==== Document passage ====

Disclaimer: I'm probably wrong about this, this is just how I believe "Neural style transfer" works. I never tried this out and there's probably a lot of problems with my explanation.

I believe that this is done using Restricted Boltzman Machines[1] trained with the stylised image.

Think of it as a network that receives an image on the input layer, sends it to one or more hidden layers with less nodes (like an auto-encoder), and then tries to reconstruct the image on the output nodes. This is like a lossy compressor-decompressor overfitted to the stylized image.

Now, just pass the real image as an input to your network and the output should be a stylized version of the input.

[1]http://deeplearning4j.org/restrictedboltzmannmachine

It's right that it needs additional information to distinguish style from content, but they get that from selected layers from established, pre-trained neural nets for image recognition. I don't entirely understand why it works myself, but it seems to.
From the way you described it, you could consider the pre-trained network to be the "missing image". It already has an idea of what images should look like so when it detects an object the "style" is what makes that object different than the stereotypical one it's already modeled.

==== Data section ====

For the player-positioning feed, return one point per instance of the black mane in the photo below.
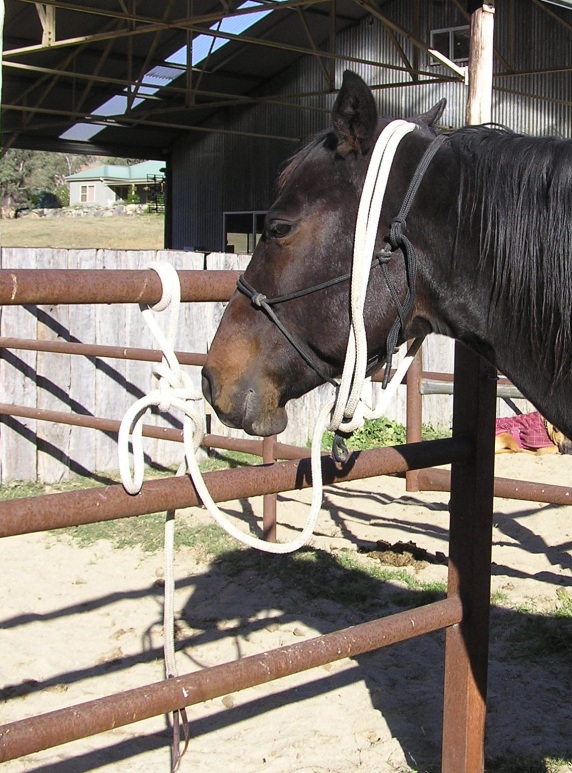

====

Brief =>
Carry on the discussion of how neural style transfer works, starting right after its last sentence.

Exercise answer =>
Right. But it's more complicated than that, the choice of layer(s) to use matters a lot, and I have no idea why they do as they do. Seems it's a bit of dark magic to get it to work well - takes lot of aesthetic judgements too.

I think Alex J. Champandard's implementation is probably the best one out there right now. It has a ton of knobs to twist and is very fast.

I'm learning about ANNs at the moment, so I'm not really getting this but I'd like to.

Aside from the 'missing image' part, what is the fitness example here for training? How does the training process determine what a good image is given there aren't many (any?) examples of a source image -> picasso mapping?

You need a neural network that can understand the content and the style separately. It needs to interpret the content out of the frame and then make a new frame with that content but in a new style.